## TEKS YANG DIBERIKAN
MAKLUMAT — Masalah dalam judul di atas adalah keprihatinan atas sejumlah kejadian atau kasus sebagai fakta sosial yang menunjukkan adanya krisis atau peluruhan moral dan etika luhur bangsa akhir-akhir ini.
Kasus paling menonjol ialah diberhentikannya Ketua Mahkamah Konstitusi (MK), Ketua Komisi Pemberantasan Korupsi (KPK), dan Ketua Komisi Pemilihan Umum (KPU) yang mewakili erosi moral dan etika para pejabat negara atau pejabat publik.
Kasus paling baru mundurnya unsur pejabat pemerintahan sekaligus tokoh agama karena menyentuh persoalan kepatutan etika dalam berinteraksi sosial dengan sesama.
Kita masih dapat mendaftar persoalan bangsa yang bersifat struktural seperti korupsi, penyalahgunaan kekuasaan, politik uang, politik transaksional, dan persoalan-persoalan politik yang juga menyentuh ranah moral dan etika.
Romo Magnis Suseno: “Saya merasa prihatin dengan situasi di negara kita ini. Kiranya perlu kita serukan kembali agar etika mendapat tempatnya, kita ingin bahwa bukan hanya kepentingan kekuasaan mereka yang berkuasa.”. Rohaniawan ternama itu menganjurkan agar “Etika Bernegara Mesti Diperbaiki” (https://epaper.mediaindonesia.com/detail/etika-bernegara-mesti-diperbaiki, diunduh 11/12/2024).
Dimensi moral dan etika dalam kehidupan suatu masyarakat atau bangsa tidak dapat dipandang enteng karena representasi dari martabat ruhani dan akal-budi manusia. Persoalan moral dan etika tersebut tidak dapat dimarjinalisasikan sebagai urusan domestik dan privat, sebab dalam kehidupan bangsa yang dikenal maju dan sekuler-modern pun keduanya masih dijunjung tinggi.
Betapa sejumlah kasus menunjukkan, seorang pejabat tinggi hingga Perdana Menteri mundur karena tersangkut persoalan etika jabatan dan etika publik. Apalagi dalam kehidupan bangsa Indonesia yang memiliki pijakan utama nilai agama, Pancasila, dan kebudayaan luhur bangsa.

## INFORMASI YANG DITAMPILKAN
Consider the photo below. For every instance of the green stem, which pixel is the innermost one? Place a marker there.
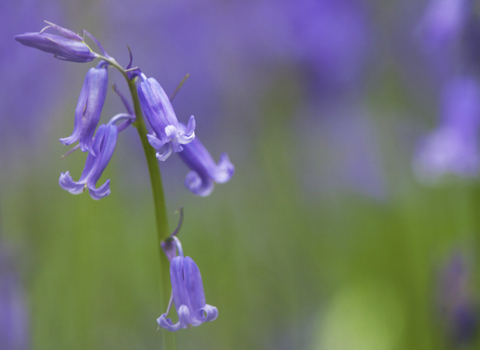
(158, 199)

## TUJUAN TUGAS
Jawab pertanyaan berikut dari teks tentang krisis moral dan etika bangsa.
1. Ketua lembaga apa saja yang disebut telah diberhentikan?
2. Siapa rohaniawan yang dikutip, dan apa yang ia anjurkan?
3. Apa saja pijakan utama kehidupan bangsa Indonesia yang disebut teks?

## JAWABAN TUGAS
1. Ketua Mahkamah Konstitusi (MK), Ketua Komisi Pemberantasan Korupsi (KPK), dan Ketua Komisi Pemilihan Umum (KPU).
2. Romo Magnis Suseno; ia menganjurkan agar etika bernegara mesti diperbaiki.
3. Nilai agama, Pancasila, dan kebudayaan luhur bangsa.